╭─ EXERCISE INPUT
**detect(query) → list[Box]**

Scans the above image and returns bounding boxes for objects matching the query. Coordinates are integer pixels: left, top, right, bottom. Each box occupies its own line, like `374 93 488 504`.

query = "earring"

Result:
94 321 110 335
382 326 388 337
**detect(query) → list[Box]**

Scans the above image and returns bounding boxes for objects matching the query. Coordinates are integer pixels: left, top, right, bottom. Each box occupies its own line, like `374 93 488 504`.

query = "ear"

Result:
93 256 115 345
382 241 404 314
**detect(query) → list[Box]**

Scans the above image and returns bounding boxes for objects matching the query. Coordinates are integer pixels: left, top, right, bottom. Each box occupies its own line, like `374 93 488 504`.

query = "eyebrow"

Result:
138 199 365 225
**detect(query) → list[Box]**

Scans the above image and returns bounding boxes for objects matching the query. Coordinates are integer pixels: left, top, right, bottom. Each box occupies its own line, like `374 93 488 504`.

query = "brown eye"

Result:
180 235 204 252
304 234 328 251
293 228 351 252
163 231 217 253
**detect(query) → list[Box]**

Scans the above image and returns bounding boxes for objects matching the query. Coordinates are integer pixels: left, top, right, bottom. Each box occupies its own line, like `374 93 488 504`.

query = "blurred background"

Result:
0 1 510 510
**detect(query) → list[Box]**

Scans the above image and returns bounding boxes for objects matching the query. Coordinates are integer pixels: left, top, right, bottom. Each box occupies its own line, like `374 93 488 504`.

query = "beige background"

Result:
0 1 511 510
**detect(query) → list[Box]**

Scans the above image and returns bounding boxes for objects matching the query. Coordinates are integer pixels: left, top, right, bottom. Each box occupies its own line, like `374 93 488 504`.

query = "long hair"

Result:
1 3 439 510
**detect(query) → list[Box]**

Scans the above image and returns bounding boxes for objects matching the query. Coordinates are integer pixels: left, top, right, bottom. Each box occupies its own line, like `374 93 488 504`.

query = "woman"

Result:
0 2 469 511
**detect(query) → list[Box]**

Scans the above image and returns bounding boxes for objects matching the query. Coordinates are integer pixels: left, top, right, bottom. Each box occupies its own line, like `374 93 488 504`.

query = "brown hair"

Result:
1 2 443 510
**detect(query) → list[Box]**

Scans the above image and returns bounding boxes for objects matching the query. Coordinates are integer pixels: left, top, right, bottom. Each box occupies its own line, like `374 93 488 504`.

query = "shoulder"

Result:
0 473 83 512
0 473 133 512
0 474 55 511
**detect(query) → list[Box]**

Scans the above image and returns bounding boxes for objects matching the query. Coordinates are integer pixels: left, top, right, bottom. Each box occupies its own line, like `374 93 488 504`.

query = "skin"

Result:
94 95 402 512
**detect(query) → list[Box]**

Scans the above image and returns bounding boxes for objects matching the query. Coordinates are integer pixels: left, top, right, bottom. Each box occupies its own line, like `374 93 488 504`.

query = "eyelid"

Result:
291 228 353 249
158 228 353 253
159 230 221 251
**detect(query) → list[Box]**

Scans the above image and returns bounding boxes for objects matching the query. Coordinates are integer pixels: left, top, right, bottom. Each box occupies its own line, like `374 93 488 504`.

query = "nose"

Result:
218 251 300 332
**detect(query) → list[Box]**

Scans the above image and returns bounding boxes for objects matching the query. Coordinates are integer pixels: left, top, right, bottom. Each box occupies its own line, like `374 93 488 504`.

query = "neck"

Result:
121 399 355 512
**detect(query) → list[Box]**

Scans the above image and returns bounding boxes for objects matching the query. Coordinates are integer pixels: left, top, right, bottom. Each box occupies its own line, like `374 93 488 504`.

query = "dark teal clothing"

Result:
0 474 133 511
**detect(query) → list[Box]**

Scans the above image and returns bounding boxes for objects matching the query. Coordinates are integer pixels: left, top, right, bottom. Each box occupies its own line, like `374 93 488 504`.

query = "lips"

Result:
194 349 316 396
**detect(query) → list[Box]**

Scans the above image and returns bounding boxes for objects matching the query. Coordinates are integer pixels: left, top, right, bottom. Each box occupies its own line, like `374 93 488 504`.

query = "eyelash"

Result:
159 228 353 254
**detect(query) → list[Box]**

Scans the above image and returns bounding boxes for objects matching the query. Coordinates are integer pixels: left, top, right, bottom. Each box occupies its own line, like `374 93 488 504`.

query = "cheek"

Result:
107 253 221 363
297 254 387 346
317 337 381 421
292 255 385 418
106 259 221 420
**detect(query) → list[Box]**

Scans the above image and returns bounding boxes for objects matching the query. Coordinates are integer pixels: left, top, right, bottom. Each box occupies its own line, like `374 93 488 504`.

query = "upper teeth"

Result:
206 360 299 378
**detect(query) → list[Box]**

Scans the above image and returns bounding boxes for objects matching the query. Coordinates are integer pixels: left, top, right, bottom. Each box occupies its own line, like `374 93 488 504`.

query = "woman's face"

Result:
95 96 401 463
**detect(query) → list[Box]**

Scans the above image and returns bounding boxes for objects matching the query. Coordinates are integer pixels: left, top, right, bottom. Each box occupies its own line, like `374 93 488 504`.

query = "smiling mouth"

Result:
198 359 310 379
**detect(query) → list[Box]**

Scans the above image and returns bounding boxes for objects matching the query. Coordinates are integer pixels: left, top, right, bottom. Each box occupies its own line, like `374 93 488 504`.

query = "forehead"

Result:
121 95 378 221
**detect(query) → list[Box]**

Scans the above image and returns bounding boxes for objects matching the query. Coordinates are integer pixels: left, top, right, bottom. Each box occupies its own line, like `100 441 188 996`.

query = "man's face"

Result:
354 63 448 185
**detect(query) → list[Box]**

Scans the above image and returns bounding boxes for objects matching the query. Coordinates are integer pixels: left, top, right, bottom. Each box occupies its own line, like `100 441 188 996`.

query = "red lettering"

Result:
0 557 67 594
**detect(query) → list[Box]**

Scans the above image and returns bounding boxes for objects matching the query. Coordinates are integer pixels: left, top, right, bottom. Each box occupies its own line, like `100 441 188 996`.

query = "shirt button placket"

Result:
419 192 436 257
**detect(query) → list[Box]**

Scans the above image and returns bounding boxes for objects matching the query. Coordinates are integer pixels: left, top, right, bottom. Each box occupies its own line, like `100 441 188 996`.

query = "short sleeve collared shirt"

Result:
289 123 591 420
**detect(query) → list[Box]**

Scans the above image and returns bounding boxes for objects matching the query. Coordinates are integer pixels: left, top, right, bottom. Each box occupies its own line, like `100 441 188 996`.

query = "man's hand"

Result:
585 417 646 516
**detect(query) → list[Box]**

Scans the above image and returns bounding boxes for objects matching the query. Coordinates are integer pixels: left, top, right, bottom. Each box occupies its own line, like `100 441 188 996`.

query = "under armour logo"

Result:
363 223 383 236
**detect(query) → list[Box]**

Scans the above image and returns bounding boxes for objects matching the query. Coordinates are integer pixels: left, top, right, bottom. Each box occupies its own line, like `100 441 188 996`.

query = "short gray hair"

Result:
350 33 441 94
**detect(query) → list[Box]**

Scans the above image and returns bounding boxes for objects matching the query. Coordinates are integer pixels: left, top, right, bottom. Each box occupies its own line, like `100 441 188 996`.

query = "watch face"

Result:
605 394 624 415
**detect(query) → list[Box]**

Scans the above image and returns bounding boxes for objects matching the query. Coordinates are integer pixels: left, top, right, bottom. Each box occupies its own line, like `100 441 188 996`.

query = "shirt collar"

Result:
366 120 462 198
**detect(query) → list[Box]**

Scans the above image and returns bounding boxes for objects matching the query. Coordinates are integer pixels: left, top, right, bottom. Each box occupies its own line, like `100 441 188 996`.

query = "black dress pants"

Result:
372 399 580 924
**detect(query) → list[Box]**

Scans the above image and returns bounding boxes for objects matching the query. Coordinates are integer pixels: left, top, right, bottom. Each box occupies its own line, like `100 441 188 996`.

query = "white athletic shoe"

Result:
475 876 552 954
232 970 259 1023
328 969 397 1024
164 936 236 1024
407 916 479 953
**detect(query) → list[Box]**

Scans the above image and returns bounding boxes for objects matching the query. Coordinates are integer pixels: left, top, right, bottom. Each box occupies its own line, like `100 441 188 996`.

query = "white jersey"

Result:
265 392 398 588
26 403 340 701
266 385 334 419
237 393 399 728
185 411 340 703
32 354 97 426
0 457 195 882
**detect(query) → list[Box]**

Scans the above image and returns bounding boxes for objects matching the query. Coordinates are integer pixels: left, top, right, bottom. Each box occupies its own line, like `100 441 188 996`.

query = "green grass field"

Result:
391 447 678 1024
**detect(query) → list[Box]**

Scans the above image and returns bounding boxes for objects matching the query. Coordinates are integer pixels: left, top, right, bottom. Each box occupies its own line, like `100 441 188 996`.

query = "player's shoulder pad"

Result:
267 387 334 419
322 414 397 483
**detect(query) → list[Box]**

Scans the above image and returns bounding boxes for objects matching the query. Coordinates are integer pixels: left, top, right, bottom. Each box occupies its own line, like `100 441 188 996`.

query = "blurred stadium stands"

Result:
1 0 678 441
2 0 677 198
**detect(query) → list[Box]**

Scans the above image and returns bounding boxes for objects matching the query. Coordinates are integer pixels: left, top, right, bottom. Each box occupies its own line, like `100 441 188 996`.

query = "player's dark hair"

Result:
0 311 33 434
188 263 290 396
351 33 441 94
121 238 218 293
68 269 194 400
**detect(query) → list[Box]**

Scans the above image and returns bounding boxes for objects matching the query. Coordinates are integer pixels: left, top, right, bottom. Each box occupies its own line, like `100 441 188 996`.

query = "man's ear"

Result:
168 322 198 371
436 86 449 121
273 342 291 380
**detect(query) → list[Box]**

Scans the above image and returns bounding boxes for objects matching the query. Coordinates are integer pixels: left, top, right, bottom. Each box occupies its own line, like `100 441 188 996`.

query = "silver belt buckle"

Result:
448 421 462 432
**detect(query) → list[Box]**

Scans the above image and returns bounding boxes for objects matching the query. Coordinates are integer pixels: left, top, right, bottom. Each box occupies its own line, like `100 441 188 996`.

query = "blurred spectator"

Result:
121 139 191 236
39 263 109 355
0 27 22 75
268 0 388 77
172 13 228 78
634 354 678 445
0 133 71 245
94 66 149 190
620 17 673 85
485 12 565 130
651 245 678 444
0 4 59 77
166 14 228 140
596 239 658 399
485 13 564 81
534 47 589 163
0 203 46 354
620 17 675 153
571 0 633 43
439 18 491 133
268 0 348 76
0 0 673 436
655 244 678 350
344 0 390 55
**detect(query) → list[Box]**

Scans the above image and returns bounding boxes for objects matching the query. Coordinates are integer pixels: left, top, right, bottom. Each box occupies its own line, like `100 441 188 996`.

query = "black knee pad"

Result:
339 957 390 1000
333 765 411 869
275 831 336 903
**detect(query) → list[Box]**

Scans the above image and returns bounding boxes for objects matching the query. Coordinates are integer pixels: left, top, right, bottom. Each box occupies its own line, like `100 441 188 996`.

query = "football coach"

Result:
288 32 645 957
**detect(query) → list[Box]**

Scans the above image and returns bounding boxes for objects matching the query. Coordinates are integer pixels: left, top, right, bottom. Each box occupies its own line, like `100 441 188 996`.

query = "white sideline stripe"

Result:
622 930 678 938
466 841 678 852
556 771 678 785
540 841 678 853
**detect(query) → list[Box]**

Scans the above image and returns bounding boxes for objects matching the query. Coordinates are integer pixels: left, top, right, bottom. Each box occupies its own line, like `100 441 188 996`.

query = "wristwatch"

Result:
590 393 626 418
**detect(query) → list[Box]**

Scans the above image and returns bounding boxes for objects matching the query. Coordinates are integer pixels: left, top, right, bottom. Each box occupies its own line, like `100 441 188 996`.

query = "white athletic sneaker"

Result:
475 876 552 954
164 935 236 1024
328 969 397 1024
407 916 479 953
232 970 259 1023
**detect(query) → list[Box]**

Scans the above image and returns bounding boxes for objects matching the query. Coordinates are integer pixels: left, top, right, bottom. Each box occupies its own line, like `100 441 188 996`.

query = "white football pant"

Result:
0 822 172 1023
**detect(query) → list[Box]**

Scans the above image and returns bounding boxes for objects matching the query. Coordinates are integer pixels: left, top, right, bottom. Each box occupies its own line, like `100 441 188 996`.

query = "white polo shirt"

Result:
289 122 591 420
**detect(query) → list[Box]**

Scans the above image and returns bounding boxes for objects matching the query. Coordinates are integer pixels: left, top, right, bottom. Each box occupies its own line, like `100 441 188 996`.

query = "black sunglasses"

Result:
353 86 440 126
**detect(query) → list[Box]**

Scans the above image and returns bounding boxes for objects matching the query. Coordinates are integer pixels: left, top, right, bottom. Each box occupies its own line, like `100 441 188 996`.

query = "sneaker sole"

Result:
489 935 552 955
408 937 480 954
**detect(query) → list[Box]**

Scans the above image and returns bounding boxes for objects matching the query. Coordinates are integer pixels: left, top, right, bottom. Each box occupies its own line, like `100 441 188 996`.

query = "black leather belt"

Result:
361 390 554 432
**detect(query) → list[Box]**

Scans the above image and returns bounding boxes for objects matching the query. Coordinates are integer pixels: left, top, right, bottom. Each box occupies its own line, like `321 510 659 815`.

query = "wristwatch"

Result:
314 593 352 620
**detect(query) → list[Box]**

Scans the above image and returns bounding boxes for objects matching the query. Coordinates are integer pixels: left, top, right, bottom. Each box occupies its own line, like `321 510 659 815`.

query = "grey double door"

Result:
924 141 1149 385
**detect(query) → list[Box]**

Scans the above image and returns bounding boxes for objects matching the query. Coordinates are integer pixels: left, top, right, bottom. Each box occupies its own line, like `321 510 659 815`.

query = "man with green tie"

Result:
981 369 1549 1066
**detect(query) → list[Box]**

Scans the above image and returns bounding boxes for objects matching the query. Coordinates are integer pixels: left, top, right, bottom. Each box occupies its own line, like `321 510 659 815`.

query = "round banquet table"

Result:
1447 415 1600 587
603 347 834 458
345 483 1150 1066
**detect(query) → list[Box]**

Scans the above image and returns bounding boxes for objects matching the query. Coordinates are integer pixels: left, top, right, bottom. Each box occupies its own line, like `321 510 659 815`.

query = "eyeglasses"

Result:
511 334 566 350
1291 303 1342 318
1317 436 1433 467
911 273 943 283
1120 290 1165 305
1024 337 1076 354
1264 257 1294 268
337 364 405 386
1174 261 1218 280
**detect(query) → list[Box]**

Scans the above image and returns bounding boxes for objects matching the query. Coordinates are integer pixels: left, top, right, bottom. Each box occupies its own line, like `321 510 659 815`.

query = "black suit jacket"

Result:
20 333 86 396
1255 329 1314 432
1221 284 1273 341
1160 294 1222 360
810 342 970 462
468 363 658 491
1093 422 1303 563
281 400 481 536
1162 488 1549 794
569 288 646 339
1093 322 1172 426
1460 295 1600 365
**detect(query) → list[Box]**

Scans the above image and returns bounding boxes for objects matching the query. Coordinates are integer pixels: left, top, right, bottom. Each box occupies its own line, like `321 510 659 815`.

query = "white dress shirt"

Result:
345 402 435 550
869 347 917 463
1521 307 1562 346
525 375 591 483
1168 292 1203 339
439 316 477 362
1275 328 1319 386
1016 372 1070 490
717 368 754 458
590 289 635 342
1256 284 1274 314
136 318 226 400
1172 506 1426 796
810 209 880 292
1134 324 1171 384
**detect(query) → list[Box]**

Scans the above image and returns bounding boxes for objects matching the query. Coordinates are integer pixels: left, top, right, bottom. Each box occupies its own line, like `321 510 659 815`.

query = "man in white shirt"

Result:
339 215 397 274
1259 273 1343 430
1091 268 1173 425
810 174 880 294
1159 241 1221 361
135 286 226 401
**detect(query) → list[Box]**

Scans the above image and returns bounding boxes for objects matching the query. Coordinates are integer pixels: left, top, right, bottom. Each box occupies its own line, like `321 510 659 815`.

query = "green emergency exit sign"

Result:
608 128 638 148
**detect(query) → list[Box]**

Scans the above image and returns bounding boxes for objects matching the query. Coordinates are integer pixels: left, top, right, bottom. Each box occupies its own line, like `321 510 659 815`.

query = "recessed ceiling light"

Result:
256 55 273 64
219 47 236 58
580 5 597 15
╰─
INSTRUCTIONS FOR THE TASK: Where a line above holds the string "football", show that line.

RESULT FOR THIS EXERCISE:
query = "football coach"
query = "white football pant"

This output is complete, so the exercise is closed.